What is being asked
Format as a numbered list the lines from the one containing "plate in the photo above." through the end of the items, leaving out any blank lines.

[Location labeling records]
----

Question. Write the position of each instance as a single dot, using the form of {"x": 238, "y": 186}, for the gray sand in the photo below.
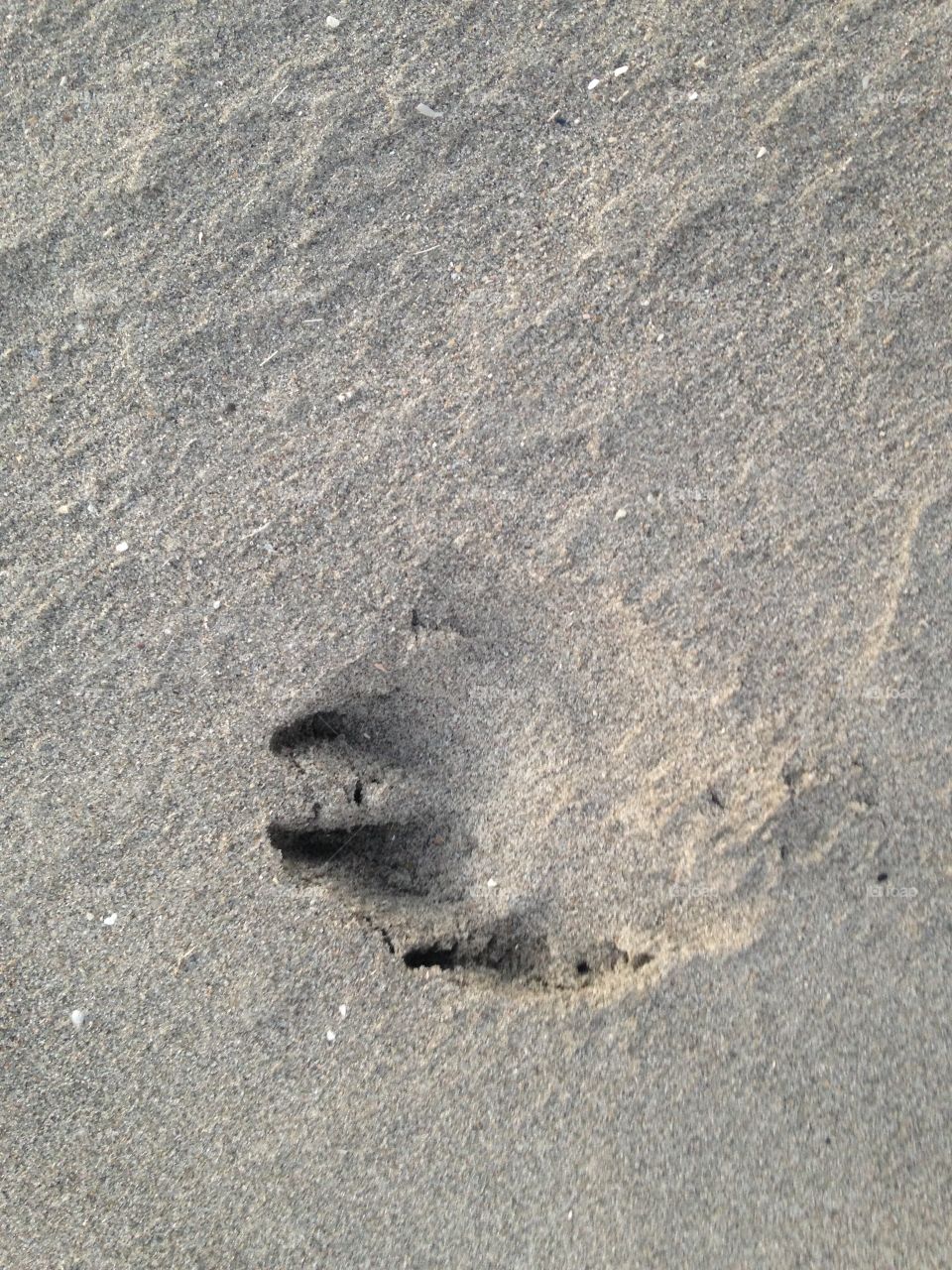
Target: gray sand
{"x": 585, "y": 447}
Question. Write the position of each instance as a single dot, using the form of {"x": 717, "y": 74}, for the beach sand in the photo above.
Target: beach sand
{"x": 572, "y": 456}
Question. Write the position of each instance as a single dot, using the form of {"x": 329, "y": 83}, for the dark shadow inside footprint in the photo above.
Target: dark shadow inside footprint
{"x": 311, "y": 729}
{"x": 372, "y": 857}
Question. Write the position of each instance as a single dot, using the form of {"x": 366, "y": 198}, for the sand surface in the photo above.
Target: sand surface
{"x": 476, "y": 593}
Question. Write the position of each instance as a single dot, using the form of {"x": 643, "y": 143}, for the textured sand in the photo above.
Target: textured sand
{"x": 589, "y": 448}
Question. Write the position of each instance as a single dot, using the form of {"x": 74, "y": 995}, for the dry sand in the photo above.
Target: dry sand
{"x": 584, "y": 447}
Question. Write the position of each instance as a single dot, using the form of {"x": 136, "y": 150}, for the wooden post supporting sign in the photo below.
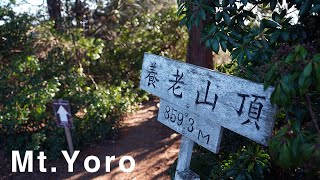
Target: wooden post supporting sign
{"x": 198, "y": 103}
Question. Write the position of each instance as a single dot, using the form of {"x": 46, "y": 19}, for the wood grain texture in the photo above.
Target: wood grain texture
{"x": 232, "y": 102}
{"x": 198, "y": 129}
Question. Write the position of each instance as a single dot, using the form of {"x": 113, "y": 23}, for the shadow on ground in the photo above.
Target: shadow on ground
{"x": 153, "y": 146}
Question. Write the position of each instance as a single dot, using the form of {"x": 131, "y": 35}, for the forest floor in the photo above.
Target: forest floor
{"x": 153, "y": 146}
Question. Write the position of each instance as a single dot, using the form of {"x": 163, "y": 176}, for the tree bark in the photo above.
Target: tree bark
{"x": 54, "y": 10}
{"x": 197, "y": 53}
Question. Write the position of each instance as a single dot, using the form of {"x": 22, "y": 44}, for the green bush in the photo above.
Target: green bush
{"x": 50, "y": 66}
{"x": 276, "y": 43}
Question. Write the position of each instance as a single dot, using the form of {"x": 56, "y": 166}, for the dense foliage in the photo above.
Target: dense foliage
{"x": 98, "y": 74}
{"x": 275, "y": 42}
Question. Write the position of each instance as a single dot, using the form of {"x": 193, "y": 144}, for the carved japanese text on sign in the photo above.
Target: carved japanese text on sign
{"x": 231, "y": 102}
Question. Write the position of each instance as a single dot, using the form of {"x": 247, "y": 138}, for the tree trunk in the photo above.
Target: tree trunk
{"x": 197, "y": 52}
{"x": 54, "y": 10}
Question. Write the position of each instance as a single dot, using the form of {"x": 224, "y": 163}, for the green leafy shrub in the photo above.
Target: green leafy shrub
{"x": 271, "y": 45}
{"x": 51, "y": 66}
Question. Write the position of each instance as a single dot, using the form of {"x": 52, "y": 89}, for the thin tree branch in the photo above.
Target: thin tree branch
{"x": 313, "y": 117}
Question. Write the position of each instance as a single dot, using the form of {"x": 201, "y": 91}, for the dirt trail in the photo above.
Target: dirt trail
{"x": 153, "y": 146}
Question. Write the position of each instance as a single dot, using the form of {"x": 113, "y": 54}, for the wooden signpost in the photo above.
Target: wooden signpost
{"x": 63, "y": 116}
{"x": 198, "y": 103}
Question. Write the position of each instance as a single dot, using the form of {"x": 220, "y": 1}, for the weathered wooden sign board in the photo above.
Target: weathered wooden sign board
{"x": 62, "y": 112}
{"x": 198, "y": 103}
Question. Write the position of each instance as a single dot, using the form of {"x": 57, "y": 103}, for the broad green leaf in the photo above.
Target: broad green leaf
{"x": 226, "y": 18}
{"x": 244, "y": 2}
{"x": 275, "y": 36}
{"x": 285, "y": 35}
{"x": 215, "y": 45}
{"x": 316, "y": 57}
{"x": 305, "y": 7}
{"x": 273, "y": 4}
{"x": 315, "y": 8}
{"x": 223, "y": 45}
{"x": 218, "y": 16}
{"x": 272, "y": 24}
{"x": 303, "y": 52}
{"x": 307, "y": 70}
{"x": 202, "y": 14}
{"x": 290, "y": 58}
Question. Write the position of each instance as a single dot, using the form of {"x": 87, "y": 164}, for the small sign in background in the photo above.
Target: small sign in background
{"x": 62, "y": 113}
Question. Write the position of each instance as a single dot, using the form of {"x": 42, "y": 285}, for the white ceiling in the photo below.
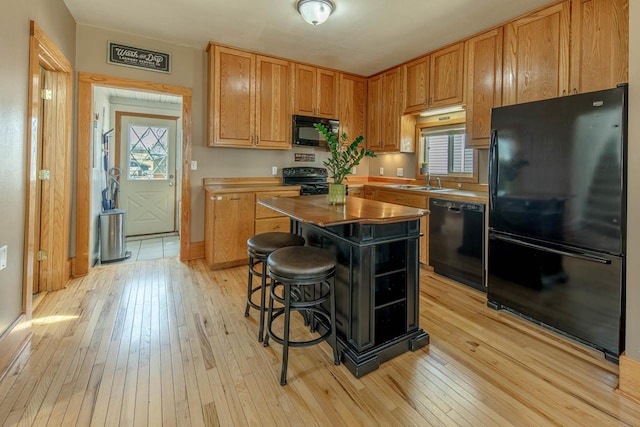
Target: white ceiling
{"x": 361, "y": 36}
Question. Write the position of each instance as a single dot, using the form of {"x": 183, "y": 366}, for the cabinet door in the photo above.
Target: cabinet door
{"x": 233, "y": 225}
{"x": 234, "y": 97}
{"x": 536, "y": 58}
{"x": 305, "y": 90}
{"x": 484, "y": 85}
{"x": 447, "y": 76}
{"x": 273, "y": 115}
{"x": 416, "y": 79}
{"x": 327, "y": 94}
{"x": 374, "y": 111}
{"x": 390, "y": 113}
{"x": 353, "y": 100}
{"x": 600, "y": 44}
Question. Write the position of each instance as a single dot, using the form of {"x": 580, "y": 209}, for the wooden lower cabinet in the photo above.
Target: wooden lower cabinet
{"x": 268, "y": 220}
{"x": 229, "y": 222}
{"x": 401, "y": 197}
{"x": 230, "y": 219}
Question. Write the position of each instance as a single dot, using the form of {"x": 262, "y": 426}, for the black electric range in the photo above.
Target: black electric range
{"x": 311, "y": 180}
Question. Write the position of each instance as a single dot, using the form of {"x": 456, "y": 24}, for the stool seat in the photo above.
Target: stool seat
{"x": 259, "y": 247}
{"x": 301, "y": 263}
{"x": 265, "y": 243}
{"x": 302, "y": 280}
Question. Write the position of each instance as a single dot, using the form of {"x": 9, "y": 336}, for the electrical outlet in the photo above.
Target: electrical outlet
{"x": 3, "y": 257}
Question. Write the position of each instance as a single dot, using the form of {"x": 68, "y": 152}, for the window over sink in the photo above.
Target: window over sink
{"x": 442, "y": 146}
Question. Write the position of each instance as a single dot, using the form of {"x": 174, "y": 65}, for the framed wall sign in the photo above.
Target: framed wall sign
{"x": 129, "y": 56}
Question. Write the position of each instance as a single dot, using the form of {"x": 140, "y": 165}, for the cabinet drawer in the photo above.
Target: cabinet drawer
{"x": 261, "y": 211}
{"x": 266, "y": 225}
{"x": 402, "y": 198}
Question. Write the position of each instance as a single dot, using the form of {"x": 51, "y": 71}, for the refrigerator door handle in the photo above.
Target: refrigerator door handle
{"x": 577, "y": 255}
{"x": 493, "y": 168}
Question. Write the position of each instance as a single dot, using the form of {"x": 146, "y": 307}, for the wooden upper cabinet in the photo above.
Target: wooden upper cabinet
{"x": 536, "y": 56}
{"x": 391, "y": 87}
{"x": 600, "y": 44}
{"x": 434, "y": 80}
{"x": 316, "y": 92}
{"x": 248, "y": 100}
{"x": 374, "y": 112}
{"x": 416, "y": 76}
{"x": 273, "y": 117}
{"x": 231, "y": 97}
{"x": 484, "y": 85}
{"x": 388, "y": 129}
{"x": 353, "y": 105}
{"x": 447, "y": 76}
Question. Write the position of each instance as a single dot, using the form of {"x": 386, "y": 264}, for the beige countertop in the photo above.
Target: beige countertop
{"x": 449, "y": 193}
{"x": 248, "y": 188}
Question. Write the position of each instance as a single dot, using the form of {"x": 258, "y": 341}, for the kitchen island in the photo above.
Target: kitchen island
{"x": 377, "y": 272}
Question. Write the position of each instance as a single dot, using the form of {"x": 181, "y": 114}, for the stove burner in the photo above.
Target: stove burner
{"x": 311, "y": 180}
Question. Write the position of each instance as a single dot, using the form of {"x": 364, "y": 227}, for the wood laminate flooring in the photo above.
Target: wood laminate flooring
{"x": 162, "y": 342}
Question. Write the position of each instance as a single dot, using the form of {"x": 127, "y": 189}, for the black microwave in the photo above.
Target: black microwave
{"x": 304, "y": 133}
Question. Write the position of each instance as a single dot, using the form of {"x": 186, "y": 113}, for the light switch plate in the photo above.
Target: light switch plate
{"x": 3, "y": 257}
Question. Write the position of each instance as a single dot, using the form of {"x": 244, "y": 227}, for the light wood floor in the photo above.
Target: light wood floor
{"x": 166, "y": 343}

----

Solution to the problem
1. Question. Write the position of each instance as a single dot, using the form of {"x": 186, "y": 113}, for the light switch plate in the photo above.
2. Target: light switch plate
3. {"x": 3, "y": 257}
4. Question. Write the position of each instance as a single dot, using the form of {"x": 244, "y": 227}, for the light wood floor in the photo above.
5. Target: light wood floor
6. {"x": 166, "y": 343}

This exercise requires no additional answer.